**Supplied records**
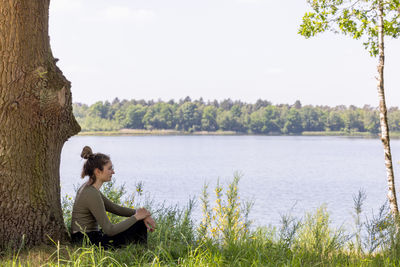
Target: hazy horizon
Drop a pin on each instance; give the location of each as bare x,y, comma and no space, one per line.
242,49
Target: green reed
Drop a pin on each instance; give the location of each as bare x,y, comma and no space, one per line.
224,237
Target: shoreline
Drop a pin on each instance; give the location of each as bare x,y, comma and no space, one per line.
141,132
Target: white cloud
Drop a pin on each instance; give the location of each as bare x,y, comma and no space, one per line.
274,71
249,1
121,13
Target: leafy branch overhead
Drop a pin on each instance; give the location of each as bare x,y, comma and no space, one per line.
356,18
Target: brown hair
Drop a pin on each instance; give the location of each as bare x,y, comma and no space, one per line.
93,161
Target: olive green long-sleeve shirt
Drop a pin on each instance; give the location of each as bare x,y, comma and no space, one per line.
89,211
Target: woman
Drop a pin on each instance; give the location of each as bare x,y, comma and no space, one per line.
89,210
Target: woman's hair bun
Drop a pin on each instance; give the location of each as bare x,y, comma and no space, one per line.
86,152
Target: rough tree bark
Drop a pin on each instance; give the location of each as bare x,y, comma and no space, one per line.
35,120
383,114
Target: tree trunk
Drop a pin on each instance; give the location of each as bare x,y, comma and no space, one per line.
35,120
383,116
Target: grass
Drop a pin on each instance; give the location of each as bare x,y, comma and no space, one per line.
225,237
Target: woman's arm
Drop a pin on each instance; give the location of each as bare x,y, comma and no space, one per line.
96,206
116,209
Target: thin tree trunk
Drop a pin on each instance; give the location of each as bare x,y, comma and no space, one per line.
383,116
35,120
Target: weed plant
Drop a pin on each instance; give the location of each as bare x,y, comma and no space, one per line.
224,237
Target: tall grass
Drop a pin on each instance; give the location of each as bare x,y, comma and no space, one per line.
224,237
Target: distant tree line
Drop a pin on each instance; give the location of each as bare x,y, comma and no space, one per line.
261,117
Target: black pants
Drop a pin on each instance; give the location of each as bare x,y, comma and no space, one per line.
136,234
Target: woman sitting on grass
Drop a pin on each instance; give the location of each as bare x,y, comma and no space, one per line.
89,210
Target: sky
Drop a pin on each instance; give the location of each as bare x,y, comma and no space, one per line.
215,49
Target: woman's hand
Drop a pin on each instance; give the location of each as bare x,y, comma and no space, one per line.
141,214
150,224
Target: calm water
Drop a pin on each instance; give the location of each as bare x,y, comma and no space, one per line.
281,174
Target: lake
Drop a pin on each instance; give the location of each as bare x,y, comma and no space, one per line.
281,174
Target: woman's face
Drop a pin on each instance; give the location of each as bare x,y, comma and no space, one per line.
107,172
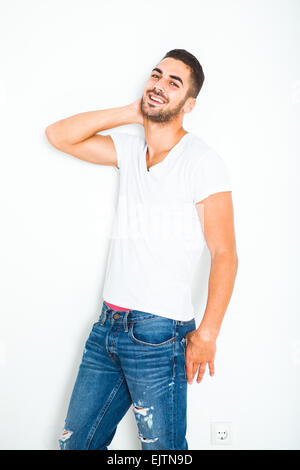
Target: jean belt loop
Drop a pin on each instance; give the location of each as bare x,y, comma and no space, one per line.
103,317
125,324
...
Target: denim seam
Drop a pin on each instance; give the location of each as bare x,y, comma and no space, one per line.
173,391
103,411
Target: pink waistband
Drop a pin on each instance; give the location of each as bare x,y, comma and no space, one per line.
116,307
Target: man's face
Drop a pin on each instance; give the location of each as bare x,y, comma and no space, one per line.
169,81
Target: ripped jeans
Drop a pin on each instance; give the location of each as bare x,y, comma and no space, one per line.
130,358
--
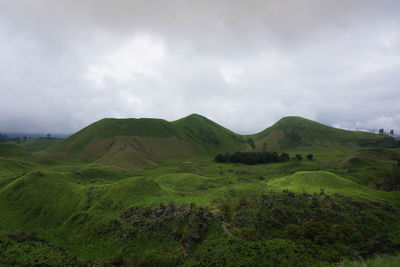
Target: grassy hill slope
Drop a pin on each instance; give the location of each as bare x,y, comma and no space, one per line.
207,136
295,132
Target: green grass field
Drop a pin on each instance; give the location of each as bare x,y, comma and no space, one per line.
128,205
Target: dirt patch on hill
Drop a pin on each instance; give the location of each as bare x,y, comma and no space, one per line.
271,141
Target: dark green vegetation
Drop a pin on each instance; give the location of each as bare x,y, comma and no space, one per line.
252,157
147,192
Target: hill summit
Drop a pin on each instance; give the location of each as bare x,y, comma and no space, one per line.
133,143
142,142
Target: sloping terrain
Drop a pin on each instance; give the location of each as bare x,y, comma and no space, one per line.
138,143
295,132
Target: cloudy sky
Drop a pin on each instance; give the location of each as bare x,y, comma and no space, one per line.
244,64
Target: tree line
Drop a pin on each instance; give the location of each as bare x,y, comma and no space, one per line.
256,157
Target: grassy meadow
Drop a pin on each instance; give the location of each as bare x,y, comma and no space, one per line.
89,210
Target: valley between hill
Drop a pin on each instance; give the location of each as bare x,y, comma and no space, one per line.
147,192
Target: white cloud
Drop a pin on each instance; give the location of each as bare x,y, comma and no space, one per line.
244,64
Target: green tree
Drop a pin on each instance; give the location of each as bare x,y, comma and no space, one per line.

**Task instructions**
Where a line of the records contains the word "tree", copy that line.

**Solution for this problem**
Target: rough tree bark
Target: tree trunk
Target: thin tree trunk
Target: distant tree line
Target: tree line
Target: green tree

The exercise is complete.